(Items from a dataset)

%%

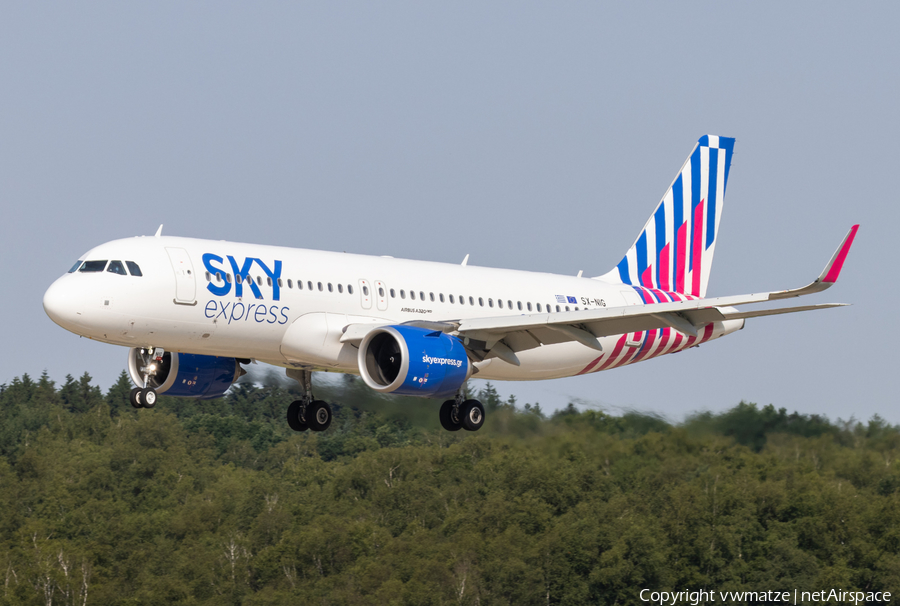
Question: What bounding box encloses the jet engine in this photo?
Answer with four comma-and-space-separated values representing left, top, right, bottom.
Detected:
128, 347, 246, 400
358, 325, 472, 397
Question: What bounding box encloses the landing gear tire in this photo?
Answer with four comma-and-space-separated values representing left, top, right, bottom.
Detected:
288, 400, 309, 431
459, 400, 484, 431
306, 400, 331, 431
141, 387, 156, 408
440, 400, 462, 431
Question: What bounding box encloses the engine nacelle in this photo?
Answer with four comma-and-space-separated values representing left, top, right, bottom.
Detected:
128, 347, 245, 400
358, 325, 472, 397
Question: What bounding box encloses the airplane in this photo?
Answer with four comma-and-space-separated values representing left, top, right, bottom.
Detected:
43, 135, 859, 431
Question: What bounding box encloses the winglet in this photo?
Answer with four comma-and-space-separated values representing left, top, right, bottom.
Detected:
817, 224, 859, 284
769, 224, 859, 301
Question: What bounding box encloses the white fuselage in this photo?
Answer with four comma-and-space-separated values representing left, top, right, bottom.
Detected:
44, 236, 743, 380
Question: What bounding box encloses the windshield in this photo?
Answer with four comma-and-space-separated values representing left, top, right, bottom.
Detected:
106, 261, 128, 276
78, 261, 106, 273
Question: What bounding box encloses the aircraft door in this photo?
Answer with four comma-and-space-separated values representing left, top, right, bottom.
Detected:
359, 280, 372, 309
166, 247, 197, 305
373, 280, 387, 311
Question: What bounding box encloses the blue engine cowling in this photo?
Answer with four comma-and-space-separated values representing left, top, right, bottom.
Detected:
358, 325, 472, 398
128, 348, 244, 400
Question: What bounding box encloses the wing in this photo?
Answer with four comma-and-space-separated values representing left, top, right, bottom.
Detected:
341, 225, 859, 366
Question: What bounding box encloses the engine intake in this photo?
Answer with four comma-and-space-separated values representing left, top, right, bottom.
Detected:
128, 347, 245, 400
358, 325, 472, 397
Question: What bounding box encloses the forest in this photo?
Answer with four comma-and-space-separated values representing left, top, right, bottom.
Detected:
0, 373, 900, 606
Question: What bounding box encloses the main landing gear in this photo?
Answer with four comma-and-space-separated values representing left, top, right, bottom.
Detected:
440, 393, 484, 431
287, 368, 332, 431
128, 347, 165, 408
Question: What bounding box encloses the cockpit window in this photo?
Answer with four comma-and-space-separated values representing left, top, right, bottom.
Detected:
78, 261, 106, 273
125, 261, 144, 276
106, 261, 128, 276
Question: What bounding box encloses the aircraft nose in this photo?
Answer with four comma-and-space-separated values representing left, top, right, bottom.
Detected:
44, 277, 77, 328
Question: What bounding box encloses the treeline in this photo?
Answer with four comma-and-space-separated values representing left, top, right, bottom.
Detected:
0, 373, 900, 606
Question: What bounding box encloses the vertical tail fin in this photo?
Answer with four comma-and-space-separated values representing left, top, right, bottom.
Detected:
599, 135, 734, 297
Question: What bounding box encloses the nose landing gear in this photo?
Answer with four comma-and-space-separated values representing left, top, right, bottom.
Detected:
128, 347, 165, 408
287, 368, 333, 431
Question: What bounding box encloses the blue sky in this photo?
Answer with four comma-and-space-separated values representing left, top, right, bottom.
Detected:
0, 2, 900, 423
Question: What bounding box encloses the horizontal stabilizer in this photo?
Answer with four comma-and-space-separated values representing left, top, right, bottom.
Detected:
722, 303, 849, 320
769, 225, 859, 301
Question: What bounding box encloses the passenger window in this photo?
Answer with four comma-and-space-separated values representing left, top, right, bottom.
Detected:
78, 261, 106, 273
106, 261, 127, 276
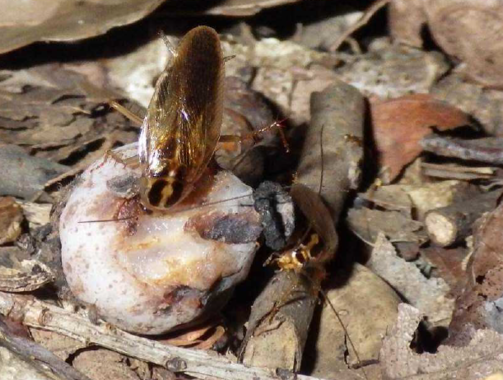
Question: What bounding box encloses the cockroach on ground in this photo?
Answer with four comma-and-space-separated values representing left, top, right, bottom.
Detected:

%%

__GIVEN INSTRUCTION__. Can you copy all of the entries above word for word, with the pictures left out?

__SOLUTION TO THE PROBLEM__.
Question: What bounding box encloses the jet engine in this photo?
Answer with four comma-and-space-separated values representing left, top, right, bottom.
Detected:
128, 347, 246, 400
358, 325, 472, 397
Question: What bounding box encloses the landing gear tire in this photo?
Answer with four comma-and-space-separated values representing left, top, right, bottom.
Detected:
288, 400, 309, 431
459, 400, 484, 431
306, 400, 331, 431
141, 387, 156, 408
440, 400, 462, 431
Question: What bounding box encloses the engine nacelle in this photo?
Answer with four comma-and-space-separated values representing left, top, right, bottom.
Detected:
128, 347, 245, 400
358, 325, 472, 397
Question: What bounding box encloses the airplane in this photo?
Answer with four comma-and-space-separated values representing left, top, right, bottom.
Detected:
43, 135, 859, 431
Question: What bounding box encloses the winglet in this photo?
Answer with four comma-and-space-separated values representing left, top, right, bottom.
Detected:
817, 224, 859, 284
769, 224, 859, 301
Question: What bounding box encloses the white fuselage in this photo?
Answer with four comma-and-space-separated values representing left, top, right, bottom.
Detected:
44, 236, 743, 380
Question: What bounding box encloses the windshield in this photo?
Answer with four comma-and-space-separated values representing left, top, right, bottom.
Detected:
106, 261, 128, 276
78, 261, 106, 273
Question: What bounding box encloses the aircraft door in this photo?
Answer with four comma-and-space-separated values representing left, top, right, bottom.
Detected:
359, 280, 372, 309
166, 247, 197, 305
373, 280, 387, 311
Question: What bounding box encloses the blue engine cowling in this photo?
Answer with four comma-and-space-separated values representing left, top, right, bottom.
Detected:
358, 325, 472, 398
128, 348, 244, 400
Question: What bounding box encloses the wing in this photo?
Answer with four comma-and-space-separated values representing left, top, right, bottom.
Detected:
341, 225, 859, 366
Question: What bounding box encloses the engine intake in this photo?
Answer with four comma-and-space-separated values representing left, top, right, bottom.
Detected:
128, 347, 245, 400
358, 325, 472, 397
Question: What bounding box encloses the forest in this photo?
Answer with four comma-and-space-separated values representing left, top, right, bottom.
Detected:
0, 373, 900, 606
Question: What bounding box encloses the main landing gear in this photo?
Answer with four comma-and-space-separated values representing left, top, right, bottom.
Detected:
440, 393, 484, 431
287, 368, 332, 431
128, 347, 165, 408
Question: What bounding box encloses the cockpit window in this photo?
Answer with four comma-and-space-separated values representing left, top, right, bottom.
Detected:
78, 261, 106, 273
125, 261, 144, 276
106, 261, 128, 276
Question: What bounding box encloses the aircraft nose in this photo?
Answer with four comma-and-space-separated values representing left, top, right, bottom.
Detected:
44, 277, 77, 328
Question: What bounding box encloses the treeline in this photo?
Answer with four comma-and-space-separated values representing left, top, right, bottom.
Detected:
0, 373, 900, 606
Question: What bounding box encloses the vertical tail fin in this photo?
Answer with four comma-and-space-separated values representing left, top, right, bottom.
Detected:
599, 135, 734, 297
Question: What bounding box encloses the nose landing gear in this photo?
Answer with four comma-and-space-separated values representing left, top, right, bottom.
Detected:
128, 347, 165, 408
287, 368, 333, 431
Question: What bounding box encloses the blue sky in this photo?
Answer with four comma-and-space-separated values representing left, top, right, bottom.
Detected:
0, 2, 900, 423
Question: What bounding box encloses the horizontal stabilizer in this photo?
Answer with four comma-and-space-separated values representing left, top, right, bottom.
Detected:
722, 303, 849, 320
769, 225, 859, 301
Question: What bounding box encloses the passenger window in this photo?
Answer with four comma-and-space-separated values representing left, top, right, bottom.
Detected:
78, 261, 106, 273
106, 261, 127, 276
Question: What bounding box encloses the cockroach on ground in this photo?
Answer with four comma-and-space-separated values representing left, top, right, bottom.
Detected:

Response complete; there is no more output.